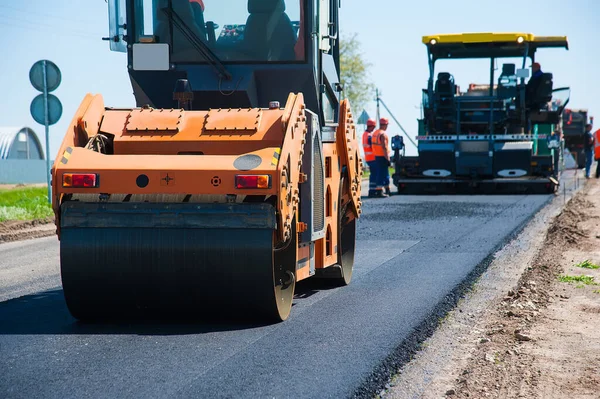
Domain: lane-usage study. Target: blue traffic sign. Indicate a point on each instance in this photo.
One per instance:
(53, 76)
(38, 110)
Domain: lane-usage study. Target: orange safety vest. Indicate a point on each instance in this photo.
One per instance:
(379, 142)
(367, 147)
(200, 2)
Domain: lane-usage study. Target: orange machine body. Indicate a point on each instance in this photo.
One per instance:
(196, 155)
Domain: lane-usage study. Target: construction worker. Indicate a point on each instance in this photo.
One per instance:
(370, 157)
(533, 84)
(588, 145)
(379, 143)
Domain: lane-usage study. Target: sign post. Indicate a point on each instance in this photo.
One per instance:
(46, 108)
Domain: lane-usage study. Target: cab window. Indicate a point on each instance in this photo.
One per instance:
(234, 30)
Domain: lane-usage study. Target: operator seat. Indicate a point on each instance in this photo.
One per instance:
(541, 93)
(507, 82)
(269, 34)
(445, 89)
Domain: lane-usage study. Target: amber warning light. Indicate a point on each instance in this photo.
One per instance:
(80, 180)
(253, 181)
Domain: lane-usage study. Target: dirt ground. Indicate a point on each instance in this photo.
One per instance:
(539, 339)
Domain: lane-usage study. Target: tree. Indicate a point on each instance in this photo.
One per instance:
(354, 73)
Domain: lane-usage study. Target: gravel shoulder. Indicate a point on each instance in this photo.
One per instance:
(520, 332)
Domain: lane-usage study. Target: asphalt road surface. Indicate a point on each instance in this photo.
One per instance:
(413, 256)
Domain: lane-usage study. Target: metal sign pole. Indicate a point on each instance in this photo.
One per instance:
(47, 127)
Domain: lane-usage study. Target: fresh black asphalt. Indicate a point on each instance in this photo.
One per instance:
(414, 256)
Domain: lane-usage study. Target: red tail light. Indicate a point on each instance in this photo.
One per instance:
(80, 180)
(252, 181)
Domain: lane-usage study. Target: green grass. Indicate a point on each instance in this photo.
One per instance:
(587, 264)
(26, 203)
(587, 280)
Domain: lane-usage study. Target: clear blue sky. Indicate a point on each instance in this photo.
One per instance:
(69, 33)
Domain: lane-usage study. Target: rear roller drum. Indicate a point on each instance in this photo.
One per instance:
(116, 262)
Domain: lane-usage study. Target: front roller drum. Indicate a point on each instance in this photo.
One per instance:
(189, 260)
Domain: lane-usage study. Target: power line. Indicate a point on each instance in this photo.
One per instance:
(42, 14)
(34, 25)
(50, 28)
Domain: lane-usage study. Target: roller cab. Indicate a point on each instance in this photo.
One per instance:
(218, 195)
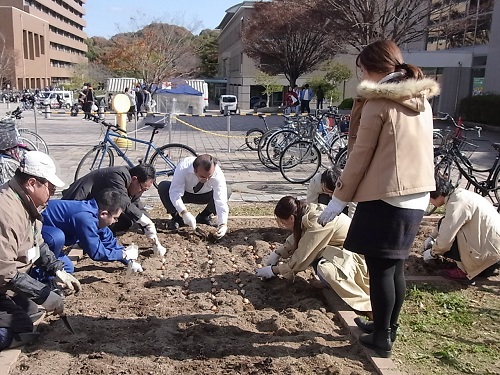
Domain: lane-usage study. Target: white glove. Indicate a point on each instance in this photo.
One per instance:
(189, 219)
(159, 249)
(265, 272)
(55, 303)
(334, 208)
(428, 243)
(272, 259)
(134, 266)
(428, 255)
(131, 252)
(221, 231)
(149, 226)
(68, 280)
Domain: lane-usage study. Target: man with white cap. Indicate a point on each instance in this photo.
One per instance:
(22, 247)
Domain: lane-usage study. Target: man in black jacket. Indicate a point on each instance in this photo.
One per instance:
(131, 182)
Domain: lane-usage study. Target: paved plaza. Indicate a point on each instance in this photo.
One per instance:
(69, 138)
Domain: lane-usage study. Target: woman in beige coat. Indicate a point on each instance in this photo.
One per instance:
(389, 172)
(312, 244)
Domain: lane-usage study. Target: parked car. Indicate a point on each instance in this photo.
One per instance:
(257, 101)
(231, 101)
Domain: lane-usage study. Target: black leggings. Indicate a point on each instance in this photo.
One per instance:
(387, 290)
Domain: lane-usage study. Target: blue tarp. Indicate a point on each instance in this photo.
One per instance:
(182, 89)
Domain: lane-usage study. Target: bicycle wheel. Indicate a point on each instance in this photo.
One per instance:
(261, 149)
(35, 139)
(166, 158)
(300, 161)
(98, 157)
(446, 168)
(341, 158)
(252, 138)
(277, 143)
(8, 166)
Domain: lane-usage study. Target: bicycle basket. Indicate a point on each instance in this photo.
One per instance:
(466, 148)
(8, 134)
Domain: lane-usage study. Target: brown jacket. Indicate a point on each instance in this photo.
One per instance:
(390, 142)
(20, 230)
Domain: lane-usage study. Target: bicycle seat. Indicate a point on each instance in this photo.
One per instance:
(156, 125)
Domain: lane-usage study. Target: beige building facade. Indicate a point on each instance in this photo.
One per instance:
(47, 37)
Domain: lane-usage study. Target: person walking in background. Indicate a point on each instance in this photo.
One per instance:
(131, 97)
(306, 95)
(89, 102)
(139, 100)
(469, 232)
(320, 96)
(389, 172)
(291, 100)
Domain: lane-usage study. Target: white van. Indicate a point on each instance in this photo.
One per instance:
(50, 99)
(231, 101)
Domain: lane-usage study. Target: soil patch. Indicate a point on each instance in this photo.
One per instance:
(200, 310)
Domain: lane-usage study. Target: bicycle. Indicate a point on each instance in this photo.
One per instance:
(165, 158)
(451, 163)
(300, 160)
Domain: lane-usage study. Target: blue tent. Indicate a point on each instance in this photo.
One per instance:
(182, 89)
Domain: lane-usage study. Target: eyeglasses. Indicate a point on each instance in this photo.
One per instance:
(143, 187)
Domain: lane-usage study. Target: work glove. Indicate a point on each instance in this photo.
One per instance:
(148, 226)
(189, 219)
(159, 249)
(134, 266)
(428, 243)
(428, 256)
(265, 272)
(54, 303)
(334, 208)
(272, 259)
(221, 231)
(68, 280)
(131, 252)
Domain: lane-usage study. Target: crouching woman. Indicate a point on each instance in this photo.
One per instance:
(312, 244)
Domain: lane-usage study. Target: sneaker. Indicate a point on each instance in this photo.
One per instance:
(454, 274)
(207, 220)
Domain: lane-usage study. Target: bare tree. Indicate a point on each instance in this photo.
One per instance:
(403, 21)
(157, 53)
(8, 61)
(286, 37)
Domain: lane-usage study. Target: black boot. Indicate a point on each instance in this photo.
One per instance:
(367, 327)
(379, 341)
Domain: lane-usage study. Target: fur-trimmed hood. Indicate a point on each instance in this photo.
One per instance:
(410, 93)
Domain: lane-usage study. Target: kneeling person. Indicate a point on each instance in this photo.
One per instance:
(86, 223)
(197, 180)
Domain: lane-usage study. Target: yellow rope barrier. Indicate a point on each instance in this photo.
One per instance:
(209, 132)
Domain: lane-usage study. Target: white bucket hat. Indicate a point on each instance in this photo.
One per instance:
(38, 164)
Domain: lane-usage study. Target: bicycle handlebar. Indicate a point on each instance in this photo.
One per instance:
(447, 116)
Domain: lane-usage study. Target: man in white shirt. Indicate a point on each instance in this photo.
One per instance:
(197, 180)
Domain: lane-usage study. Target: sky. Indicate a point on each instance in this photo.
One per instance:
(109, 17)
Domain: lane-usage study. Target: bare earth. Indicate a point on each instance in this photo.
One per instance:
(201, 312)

_PROBLEM DETAILS_
Produce a verbatim copy of every entry, excluding pictures.

_ANSWER BOX_
Domain: lane-usage study. Target: blue traffic sign. Indicate a point on each instance in this photo.
One per instance:
(53, 76)
(38, 110)
Domain: lane-usage study. Target: orange safety vest. Indicate a point on each instance in this photo.
One per instance:
(379, 142)
(367, 147)
(200, 2)
Domain: lane-usage study. Target: orange machine body. Indicate a point on each instance in this photo.
One per instance:
(196, 155)
Domain: lane-usage study. Target: construction worker. Indicate a point on each instance in this photo.
One per instance:
(370, 157)
(533, 84)
(588, 145)
(379, 143)
Domain: lane-usage study. Target: sign post. Indicate a point on each instance in this photo.
One per instance:
(46, 108)
Domain: lane-usage study. Target: cab window. Indicate a point on each instance in this photo.
One per instance:
(234, 30)
Domain: lane-usage study. Target: operator seat. Indicate a point on each instance in this photo.
One per instance:
(541, 93)
(507, 82)
(269, 34)
(445, 89)
Domain: lane-usage study. Target: amber warning light. Indicate a point on each instance in this photo.
One per instance:
(80, 180)
(253, 181)
Domain: lane-usage study. Target: dirt ground. Indicate a point on each instance in this photo.
One per instance:
(539, 339)
Domain: lane-usage study. Target: tree. Indicate a point on each instance in this photo.
One per instance:
(354, 73)
Domain: lane-usage study. Target: gravel shoulder. Indicate a point on each instance in this photo.
One per instance:
(520, 332)
Domain: lane-usage study. Target: asphalt road surface. Indicate a point on each instance in this photo.
One per instance:
(413, 256)
Domain: lane-usage study. Target: metal sign pole. Indicate a point on each instance in this photo.
One per instance:
(47, 127)
Domain: lane-usage study. Target: fresh black asphalt. Indicate a point on each instance in this photo.
One per instance:
(414, 256)
Domain: lane-usage study. Target: red tail light. Indicate a point on each instance in this photo.
One per instance:
(80, 180)
(252, 181)
Domain: lane-usage study. Target: green grass. Indicate a point on each instance in this photo.
One per instance:
(587, 264)
(26, 203)
(587, 280)
Domain: lane-usage study. Target: clear blue sky. Indicate a point on each instance in this photo.
One per instance:
(69, 33)
Domain: lane-usage study. Target: rear roller drum. Indicate a point on each instance in this photo.
One per instance:
(116, 262)
Domain: lane-usage study. Target: front roller drum. Indicate a point on each instance in this photo.
One per instance:
(189, 260)
Domain: lane-usage study. Target: power line. Indicate a point on each instance in this photo.
One per instance:
(42, 14)
(34, 25)
(50, 28)
Domain: lane-usage study. Target: roller cab. Indicate a point on each instance in this photo.
One per instance:
(218, 195)
Domain: lane-usage study. Target: white glove. Indicate a point on each instance in this photo.
One per instance:
(189, 219)
(159, 249)
(265, 272)
(55, 303)
(334, 208)
(428, 243)
(272, 259)
(134, 266)
(428, 255)
(131, 252)
(221, 231)
(149, 226)
(68, 280)
Domain: lane-usage study. Target: man with white cap. Indicate a point on each instance in this photo.
One per instance:
(22, 247)
Domain: lane-usage study. Target: man in black jacket. Indicate a point on each instance in this photo.
One per instance:
(131, 182)
Domain: lane-usage study. Target: paved plaza. Indicate a point on each instance in this photo.
One per instance:
(69, 138)
Domain: lane-usage study. Target: woman in beige coat. Indicate a point on each instance in this photo.
One per instance:
(389, 172)
(312, 244)
Domain: lane-usage study. Target: parked car. Indicate a point on each instance in this photo.
One per instance:
(257, 101)
(231, 101)
Domain: lane-usage study. Target: black leggings. Indicate a point on each instance in this photo.
One per instance:
(387, 290)
Domain: lane-usage study. Target: blue tarp. Indicate a point on each instance in this photo.
One per instance:
(182, 89)
Domain: lane-usage study. Target: bicycle wheel. Indicate a point on each instance in this photo.
One per instance:
(261, 149)
(35, 139)
(166, 158)
(300, 161)
(98, 157)
(446, 168)
(341, 158)
(252, 138)
(277, 143)
(8, 166)
Domain: lane-usage study. Target: bicycle basket. Indicate a point on each instance in this photo.
One per instance:
(466, 148)
(8, 134)
Domain: lane-usage study. Target: brown jacket. Indicate a point on each instance in this photo.
One per instance:
(390, 142)
(20, 230)
Domain: lane-usage study. Target: bicycle seat. Indicate a point on each instance in this photo.
One per instance:
(156, 125)
Domain: lane-usage study. Target: beige building facade. Indicate a point on each instance in this photo.
One per instance:
(47, 37)
Domain: lane-usage study. Target: person walking in background. Indicate a point on each instance in this photo.
One per instance:
(131, 97)
(306, 95)
(89, 102)
(139, 100)
(469, 232)
(320, 96)
(389, 172)
(291, 100)
Domain: lane-usage study. Target: white van. Indicate a point on each instance in this photo.
One per instance:
(50, 99)
(231, 101)
Domain: lane-usage study. Target: soil patch. Indicate a point on each instance in this photo.
One per instance:
(200, 310)
Domain: lane-usage study. Target: bicycle. Indicate a point on each instance in this photo.
One per instance:
(165, 158)
(451, 163)
(300, 160)
Domain: lane-usage study. Target: blue tent. Indicate a point on each instance in this photo.
One per instance:
(182, 89)
Domain: lane-usage study. Target: eyeglasses. Indicate a point on each instance in this photo.
One per instance:
(143, 187)
Domain: lane-usage study. Target: work glove. Indicate a point on each instance in this photo.
One per instance:
(148, 226)
(189, 219)
(159, 249)
(134, 266)
(428, 243)
(428, 256)
(265, 272)
(54, 303)
(334, 208)
(272, 259)
(221, 231)
(68, 280)
(131, 252)
Domain: lane-usage study. Target: crouching woman. Indicate a point on each instance in this photo.
One per instance:
(312, 244)
Domain: lane-usage study. Target: sneaker. Indicate a point on each instance in this photo.
One per instance:
(454, 274)
(207, 220)
Domain: lane-usage study. Target: bare tree. Indicate a point on each instance in this photo.
One per instance:
(403, 21)
(157, 53)
(8, 61)
(286, 37)
Domain: lane-usage study. Target: black boot. Indicate a point on each instance in this photo.
One per instance:
(367, 327)
(379, 341)
Domain: lane-usage study. Target: fur-trimmed hood. Indicate a point on each instance in this photo.
One per instance:
(410, 93)
Domain: lane-usage study. Target: kneeling person. Indicate a point on each instance in this photo.
One per instance:
(86, 223)
(197, 180)
Domain: lane-usage study. Target: yellow rope barrier. Indicate a point on each instance in this photo.
One per instance:
(209, 132)
Domain: lane-usage study. Target: white bucket hat. Indicate a point on each instance in this photo.
One per instance:
(38, 164)
Domain: lane-usage study. Target: bicycle handlebar. Indicate a point on each instance in this photo.
One per instance:
(447, 116)
Domain: lane-usage study. Target: man in white shirt. Indicate a point on each instance in this photo.
One per instance:
(197, 180)
Domain: lane-usage study. Target: sky. Indicate a point on each instance in this photo.
One per instance:
(109, 17)
Domain: lane-usage study. Target: bare earth. Indicate a point on each instance in this photo.
One per instance:
(201, 312)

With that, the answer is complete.